Study text:
Journal of Clinical Infectious Diseases & Practice
Open Access

Nontyphoid Salmonellosis; Retinal diseases, Cohort study

Implications for Practice

Retinal diseases are identified as an important cause of ocular morbidity and visual impairment globally. In this Taiwan nationwide cohort study, there was a 1.15- fold increase risk of developing newonset retinal diseases for incident nontyphoid salmonellosis (NTS) patients, compared with the matched controls. Furthermore, Stratified analysis showed that the associated risk of the investigated outcome was significant aged than 61 years old (aHR 1.64, 95% CI = 1.04 to 2.58), in patients with hypertension (aHR= 2.10, 95% C.I. =1.38, 3.2), diabetes mellitus (aHR= 2.05, 95%C.I. = 1.15, 3.65), and hyperlipidemia (aHR= 2.05, 95% C.I. =1.22, 3.45).

Retinal disease is a leading cause of blindness worldwide. It is a highly prevalent ocular disorder which has affected all ethnic groups [1-3]. According to the previous report, population-based studies have estimated a prevalence of 5.35% to 21.02% at aged more than 40 years [4- 6]. The retina is a crucial organ for vision, and its complex structure with several layers needed to turn the light stimulus into a chemical signal ultimately sent to the brain. Different retinal disorder such as retinal vascular occlusion, retinal detachment, and macula degeneration are important causes of blindness and accounted for most common retinal problems [7,8]. Risk factors for retinal diseases might include aging, smoking, obesity, diabetes, hypertension, atherosclerosis, trauma, and family history of retinal diseases [9,10]. Chronic inflammatory events have recently been identified as plausible causes of atherosclerosis, which may predispose to some retinal disorders.

Salmonellosis is a common bacterial infection that affects the intestinal tract and an estimated 93.8 million cases of gastroenteritis occurring globally each year [10,11]. Salmonella may adhere to damaged endothelium persistly and cause secondary retina vascular lesions. Previous case report indicates that immune-mediated retinitis and macular neurosensory detachment is well-recognized sequelae of typhoid fever [12]. Cases of retinal necrosis, detachment, and phthisis with biopsy revealing Salmonella typhi in vitreous cultures are reported [13,14]. Furthermore, stellate maculopathy due to Salmonella typhi had been reported [15].

As Salmonella can multiply in various host cells including macrophages and endothelial cells, the pathogens tend to cause a chronic infection [16,17]. Nontyphoidal salmonellosis (NTS) is caused by orally ingested salmonellae bacterium. There has been no reported study to link retinal disorders before. Because retinal disorder is mostly asymptomatic in many cases, timely precautions and early detection is vital to prevent irreversible blindness. Therefore, identification of their risk factors could help. We hypothesized that NTS could reside in reticular endothelial systems and may be associated with subsequent risk of retinal disorder. This study was conducted to explore the interrelations by using Taiwan’s National Health Insurance Research Database (NHIRD), among the largest medical database around the world.

Dataset excerpts:
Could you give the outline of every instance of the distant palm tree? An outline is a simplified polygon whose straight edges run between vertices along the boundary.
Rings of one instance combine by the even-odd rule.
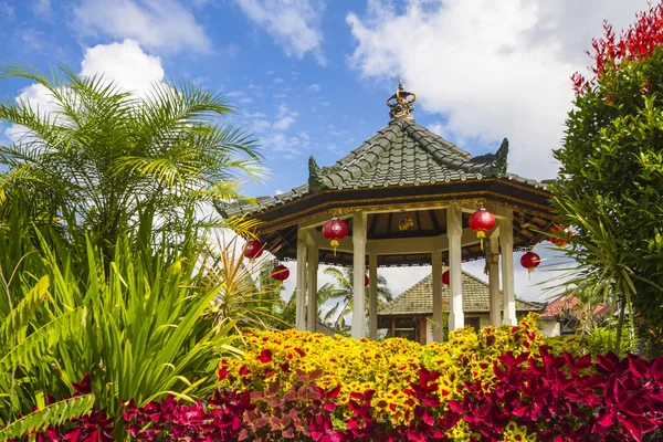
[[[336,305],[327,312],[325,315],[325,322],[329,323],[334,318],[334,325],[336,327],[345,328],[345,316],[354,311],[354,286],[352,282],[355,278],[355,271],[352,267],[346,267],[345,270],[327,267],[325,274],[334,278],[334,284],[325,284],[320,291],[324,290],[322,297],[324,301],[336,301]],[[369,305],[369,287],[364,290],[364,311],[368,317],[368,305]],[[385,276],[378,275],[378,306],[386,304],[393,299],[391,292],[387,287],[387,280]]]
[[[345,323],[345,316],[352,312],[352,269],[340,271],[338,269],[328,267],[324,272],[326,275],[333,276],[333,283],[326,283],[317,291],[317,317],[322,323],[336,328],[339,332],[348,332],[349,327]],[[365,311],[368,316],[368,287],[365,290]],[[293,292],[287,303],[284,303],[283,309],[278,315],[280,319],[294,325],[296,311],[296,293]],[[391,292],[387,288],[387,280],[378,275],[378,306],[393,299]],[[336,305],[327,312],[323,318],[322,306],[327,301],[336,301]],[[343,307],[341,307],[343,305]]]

* * *

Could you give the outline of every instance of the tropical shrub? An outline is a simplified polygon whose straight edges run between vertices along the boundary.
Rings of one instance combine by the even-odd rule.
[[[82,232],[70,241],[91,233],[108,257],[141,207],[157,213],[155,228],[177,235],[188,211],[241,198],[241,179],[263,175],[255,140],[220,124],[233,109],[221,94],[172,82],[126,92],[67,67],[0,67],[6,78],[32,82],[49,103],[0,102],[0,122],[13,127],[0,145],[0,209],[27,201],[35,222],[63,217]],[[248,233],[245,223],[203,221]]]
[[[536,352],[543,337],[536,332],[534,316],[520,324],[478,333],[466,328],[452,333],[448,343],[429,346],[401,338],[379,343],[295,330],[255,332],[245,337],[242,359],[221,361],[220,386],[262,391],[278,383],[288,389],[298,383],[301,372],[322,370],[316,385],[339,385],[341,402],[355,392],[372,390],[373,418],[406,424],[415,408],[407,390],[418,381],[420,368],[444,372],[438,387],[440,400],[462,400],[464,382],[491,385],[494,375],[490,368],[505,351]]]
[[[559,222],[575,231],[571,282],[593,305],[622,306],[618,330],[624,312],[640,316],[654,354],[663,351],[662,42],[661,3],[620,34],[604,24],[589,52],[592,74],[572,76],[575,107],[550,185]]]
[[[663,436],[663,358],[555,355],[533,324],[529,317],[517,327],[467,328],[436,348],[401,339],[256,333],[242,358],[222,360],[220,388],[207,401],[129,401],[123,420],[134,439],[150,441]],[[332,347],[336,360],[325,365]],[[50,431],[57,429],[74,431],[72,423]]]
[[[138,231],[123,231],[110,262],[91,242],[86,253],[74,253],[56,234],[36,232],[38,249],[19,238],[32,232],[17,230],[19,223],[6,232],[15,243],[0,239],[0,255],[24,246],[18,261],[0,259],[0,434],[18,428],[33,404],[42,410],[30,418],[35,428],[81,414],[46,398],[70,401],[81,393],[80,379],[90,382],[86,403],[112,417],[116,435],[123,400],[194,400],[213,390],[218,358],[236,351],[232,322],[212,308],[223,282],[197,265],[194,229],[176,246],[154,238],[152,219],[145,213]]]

Things to do:
1) According to the article on salmonellosis and retinal disease, what prevalence of retinal disease have population-based studies estimated among people aged more than 40 years?
2) Write the next part of the article on salmonellosis and retinal disease, starting after its final sentence.
The items are not needed for any of the tasks.

Exercise results:
1) 5.35% to 21.02%.

2)
Materials and Methods

The study was approved by the Institutional Review Board of China Medical University (IRB permit number: CMUH104-REC2- 115(AR-4)).

This study was conducted using data from the National Health Insurance Research Database (NHIRD), including the claims data from Taiwan’s National Health Insurance (NHI) program, which was established in 1995 and covers over 99.99% of Taiwan’s 23 million citizens. Insurance benefits include all types of medical visits, eg.Inpatient, ambulatory, emergency, dental, and traditional Chinese medicine services. Quarterly expert reviews on random samples of claims data, with a sampling rate of 1 in 50–100, are performed by the Bureau of NHI to ensure accuracy of diagnosis. The NHI records diseases on the basis of the International Classification of Diseases, Ninth Revision, Clinical Modification (ICD-9-CM). Before releasing the database for research, the original identification numbers were anonymized to protect patients’ privacy. The informed consent was waived because of a de-identified procedure for research purposes and anonymously analyzed nature.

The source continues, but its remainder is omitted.